[[ Listed records open ]]

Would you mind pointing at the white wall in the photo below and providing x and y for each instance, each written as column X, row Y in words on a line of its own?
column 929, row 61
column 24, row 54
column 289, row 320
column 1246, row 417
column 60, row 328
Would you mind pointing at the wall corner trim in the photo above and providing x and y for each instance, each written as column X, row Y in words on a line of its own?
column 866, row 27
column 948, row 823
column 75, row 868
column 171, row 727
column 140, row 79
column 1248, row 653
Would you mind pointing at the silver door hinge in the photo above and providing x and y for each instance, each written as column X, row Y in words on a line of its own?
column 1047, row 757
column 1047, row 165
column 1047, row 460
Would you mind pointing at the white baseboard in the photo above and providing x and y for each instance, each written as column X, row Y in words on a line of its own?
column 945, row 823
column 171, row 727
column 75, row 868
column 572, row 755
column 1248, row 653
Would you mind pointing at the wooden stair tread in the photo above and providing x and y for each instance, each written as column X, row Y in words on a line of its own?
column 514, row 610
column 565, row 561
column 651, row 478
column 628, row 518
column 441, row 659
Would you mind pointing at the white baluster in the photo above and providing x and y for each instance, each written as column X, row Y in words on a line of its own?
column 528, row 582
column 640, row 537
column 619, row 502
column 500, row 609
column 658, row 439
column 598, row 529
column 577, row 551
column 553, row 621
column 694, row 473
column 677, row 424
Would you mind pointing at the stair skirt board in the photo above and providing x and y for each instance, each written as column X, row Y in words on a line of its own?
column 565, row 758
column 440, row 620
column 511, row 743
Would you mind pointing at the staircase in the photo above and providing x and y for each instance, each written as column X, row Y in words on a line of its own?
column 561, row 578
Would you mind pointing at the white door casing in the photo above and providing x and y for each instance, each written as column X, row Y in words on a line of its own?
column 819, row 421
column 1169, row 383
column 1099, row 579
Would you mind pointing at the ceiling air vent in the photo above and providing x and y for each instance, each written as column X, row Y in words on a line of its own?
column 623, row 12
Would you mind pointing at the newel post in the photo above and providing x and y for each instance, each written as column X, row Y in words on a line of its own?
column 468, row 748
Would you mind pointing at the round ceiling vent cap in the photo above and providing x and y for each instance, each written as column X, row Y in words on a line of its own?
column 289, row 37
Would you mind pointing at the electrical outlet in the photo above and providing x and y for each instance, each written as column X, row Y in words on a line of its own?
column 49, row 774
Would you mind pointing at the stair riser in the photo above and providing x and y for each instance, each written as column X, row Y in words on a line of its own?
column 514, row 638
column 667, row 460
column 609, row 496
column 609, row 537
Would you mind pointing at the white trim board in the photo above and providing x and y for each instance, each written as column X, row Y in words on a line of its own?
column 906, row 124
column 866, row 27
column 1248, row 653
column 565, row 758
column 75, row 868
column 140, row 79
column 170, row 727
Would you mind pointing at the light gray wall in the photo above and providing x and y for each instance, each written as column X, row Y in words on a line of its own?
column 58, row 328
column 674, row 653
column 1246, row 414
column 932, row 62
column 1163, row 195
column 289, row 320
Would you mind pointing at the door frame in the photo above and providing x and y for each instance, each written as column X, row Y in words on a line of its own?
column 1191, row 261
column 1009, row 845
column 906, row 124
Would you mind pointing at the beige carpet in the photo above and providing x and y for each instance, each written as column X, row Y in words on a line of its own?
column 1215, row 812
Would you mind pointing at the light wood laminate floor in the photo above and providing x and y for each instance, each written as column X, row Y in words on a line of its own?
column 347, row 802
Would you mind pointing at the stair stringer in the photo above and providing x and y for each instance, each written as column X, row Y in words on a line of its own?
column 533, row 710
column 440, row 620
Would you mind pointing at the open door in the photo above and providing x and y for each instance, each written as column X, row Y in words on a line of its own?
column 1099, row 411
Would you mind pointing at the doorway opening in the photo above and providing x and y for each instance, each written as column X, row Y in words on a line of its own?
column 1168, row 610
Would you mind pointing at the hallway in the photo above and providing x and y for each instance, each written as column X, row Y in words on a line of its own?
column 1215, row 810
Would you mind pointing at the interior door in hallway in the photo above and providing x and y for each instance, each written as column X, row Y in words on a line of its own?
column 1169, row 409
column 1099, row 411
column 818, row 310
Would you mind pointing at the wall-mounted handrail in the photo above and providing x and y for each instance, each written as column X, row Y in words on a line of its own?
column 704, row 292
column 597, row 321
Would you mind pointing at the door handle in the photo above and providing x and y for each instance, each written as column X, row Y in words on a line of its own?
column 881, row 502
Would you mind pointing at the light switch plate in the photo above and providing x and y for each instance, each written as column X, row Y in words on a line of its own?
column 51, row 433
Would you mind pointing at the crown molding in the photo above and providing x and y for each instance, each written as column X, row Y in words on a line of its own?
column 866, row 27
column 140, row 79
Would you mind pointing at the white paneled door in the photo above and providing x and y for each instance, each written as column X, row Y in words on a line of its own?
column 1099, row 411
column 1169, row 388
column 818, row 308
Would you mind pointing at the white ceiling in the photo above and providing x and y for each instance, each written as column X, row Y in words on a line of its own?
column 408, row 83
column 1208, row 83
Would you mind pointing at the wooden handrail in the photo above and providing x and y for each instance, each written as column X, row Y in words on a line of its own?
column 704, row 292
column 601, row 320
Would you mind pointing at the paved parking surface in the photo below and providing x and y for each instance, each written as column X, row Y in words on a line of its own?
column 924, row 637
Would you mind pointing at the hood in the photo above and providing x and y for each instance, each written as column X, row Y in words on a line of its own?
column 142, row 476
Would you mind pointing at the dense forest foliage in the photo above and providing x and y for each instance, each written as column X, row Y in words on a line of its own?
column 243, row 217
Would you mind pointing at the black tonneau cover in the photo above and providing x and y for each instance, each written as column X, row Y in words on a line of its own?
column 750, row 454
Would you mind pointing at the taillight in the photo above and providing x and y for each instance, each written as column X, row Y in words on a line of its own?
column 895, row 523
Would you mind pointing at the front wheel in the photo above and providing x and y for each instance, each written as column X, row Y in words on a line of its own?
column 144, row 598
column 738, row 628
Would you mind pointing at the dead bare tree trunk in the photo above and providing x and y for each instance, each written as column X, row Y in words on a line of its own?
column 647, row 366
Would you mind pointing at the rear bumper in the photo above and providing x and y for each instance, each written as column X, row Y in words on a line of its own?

[[ Listed records closed ]]

Task to complete: What's needed is every line of the listing, transcribed word for word.

Final answer:
Would you mind pointing at the white wall in the photo below and providing x and y for each instance, each written as column X, row Y in words on a line of its own?
column 929, row 61
column 24, row 54
column 289, row 320
column 1246, row 417
column 60, row 328
Would you mind pointing at the wall corner trim in the photo above and providing x and y for each instance, each written as column X, row Y in words on a line of its own?
column 866, row 27
column 948, row 823
column 75, row 868
column 171, row 727
column 140, row 79
column 1248, row 653
Would you mind pointing at the silver door hinge in the photo above and providing x and y for each instance, each written as column X, row Y in words on a line of its own?
column 1047, row 757
column 1047, row 165
column 1047, row 460
Would you mind pointing at the white baseboard in the photo above and providing x and y for each instance, each written as column X, row Y in words on a line of its own?
column 945, row 823
column 171, row 727
column 75, row 868
column 572, row 755
column 1248, row 653
Would you mind pointing at the wooden stair tread in the photo above and providing x and y for each instance, each written as column X, row Y in words on a line of its own?
column 514, row 610
column 565, row 561
column 651, row 478
column 628, row 518
column 441, row 659
Would you mind pointing at the white baluster in the photo above and providing x and y for each instance, each written as column X, row Y in words on a line of its own?
column 528, row 582
column 640, row 537
column 619, row 502
column 500, row 609
column 658, row 439
column 598, row 529
column 577, row 551
column 553, row 621
column 694, row 473
column 677, row 424
Would you mind pointing at the stair skirt board in the photo above and providing x and y for each instance, each written as column X, row Y in words on a line of its own?
column 565, row 758
column 440, row 620
column 511, row 743
Would you mind pointing at the staircase in the photo above and providing x and y for each instance, each written as column X, row Y in words on a line of its own?
column 561, row 578
Would you mind pointing at the white door casing in the photo above and providing x and y for each instance, each written as column X, row Y in words on a line of its own?
column 819, row 421
column 1169, row 383
column 1099, row 579
Would you mind pointing at the ceiling air vent in the photo above and providing x and y for each instance, each written as column X, row Y in words on a line of its own?
column 623, row 12
Would you mind pointing at the newel post in the photo above and providing x and y for each instance, each written as column X, row Y in words on a line of its own?
column 468, row 748
Would you mind pointing at the round ceiling vent cap in the photo above and providing x and y for each instance, each written as column X, row Y in words on a line of its own?
column 289, row 37
Would you mind pointing at the electrical outlet in the photo above and providing x and y for each instance, each written as column X, row Y in words on a line of its own?
column 49, row 774
Would you mind pointing at the stair riser in the photo above and providing x and y for each instance, each written as column X, row Y in words on a line of its own?
column 514, row 638
column 667, row 460
column 609, row 496
column 609, row 537
Would you mind pointing at the white trim board in the photo above and providing x and y for each instance, each written as column X, row Y in words on a line of its own?
column 906, row 124
column 866, row 27
column 1248, row 653
column 565, row 758
column 75, row 868
column 140, row 79
column 170, row 727
Would you mind pointing at the light gray wall in the photo above and providing x and y for each instance, each written as column X, row Y in words on a line of its own?
column 58, row 328
column 674, row 653
column 1246, row 414
column 932, row 62
column 1163, row 195
column 289, row 320
Would you mind pointing at the door frame in the photo above and providing x and y for each instance, each written as column X, row Y in words on a line of its own?
column 1191, row 261
column 1009, row 845
column 906, row 124
Would you mind pointing at the beige carpet in the photo above and providing x and y for each instance, each written as column X, row Y in words on a line of its own?
column 1215, row 812
Would you mind pointing at the light wood laminate floor in the photo above and providing x and y for each instance, each written as column X, row Y in words on a line of its own?
column 347, row 802
Would you mind pointing at the stair stringer in the photo above and providing x and y for each instance, each written as column X, row Y in words on a line of its own?
column 533, row 710
column 440, row 620
Would you mind pointing at the open door in the photo above and providing x and y for each instance, each written as column X, row Y in words on a line of its own?
column 1099, row 411
Would you mind pointing at the doorway opening in the photo above and providing x and y for each instance, each written as column X, row Y in words on a line of its own?
column 1168, row 610
Would you mind pointing at the hallway in the photo above and providing x and y for each instance, each written as column X, row Y in words on a line of its own?
column 1215, row 810
Would you mind pointing at the interior door in hallway in the photo above and providing x and y for each instance, each written as column X, row Y in words on a line of its own?
column 1169, row 409
column 1099, row 411
column 818, row 310
Would you mind pointing at the wall-mounted handrail in the photo above and providing x and y for each instance, each written as column X, row Y in words on a line of its own?
column 704, row 292
column 597, row 321
Would you mind pointing at the door handle in the photo above and providing x and y for each instance, each written as column X, row Y in words on a line of its own?
column 881, row 502
Would you mind pointing at the light switch plate in the photo above and providing x and y for each instance, each written as column X, row Y in words on a line of its own?
column 51, row 433
Would you mind pointing at the crown molding in the photo above and providing x and y for each instance, each written as column X, row Y in words on a line of its own?
column 866, row 27
column 140, row 79
Would you mind pointing at the white paneled door in the photo above and providing x and y for each instance, each written as column X, row Y in words on a line of its own?
column 1099, row 411
column 1169, row 388
column 818, row 308
Would you mind pointing at the white ceiling in the photo above and providing x and y for each instance, each written as column X, row Y in words on a line of its own?
column 408, row 83
column 1208, row 83
Would you mind pointing at the wooden handrail in the photo above and providing x and y for each instance, each written as column X, row Y in words on a line of its own?
column 704, row 292
column 601, row 320
Would you mind pointing at the paved parking surface in the photo below and providing x and y for each instance, each written as column X, row Y in words on a line of its own?
column 924, row 637
Would you mind pointing at the hood in the photo above and providing x and y for each instance, each written as column X, row Y in words on a line of its own?
column 142, row 476
Would you mind pointing at the dense forest foliage in the photo above and providing x and y for each instance, each written as column X, row Y in words on a line of its own?
column 243, row 217
Would you mind pointing at the black tonneau cover in the photo above and providing x and y for each instance, each written as column X, row Y in words on a line of its own?
column 750, row 454
Would you mind pointing at the taillight in the photo above and providing x and y for each instance, each written as column X, row Y in words on a line of its own?
column 895, row 523
Would you mind pointing at the front wheel in the photo above and providing x and y for each instance, each written as column X, row Y in words on a line of its own?
column 144, row 598
column 738, row 628
Would you mind pointing at the dead bare tree trunk in the photo above and providing x and y for each instance, each written as column X, row Y in words on a line of its own?
column 647, row 366
Would you mind pointing at the rear bumper in the photo above and providing x and y for each instance, each written as column X, row Y in words on a line of its own?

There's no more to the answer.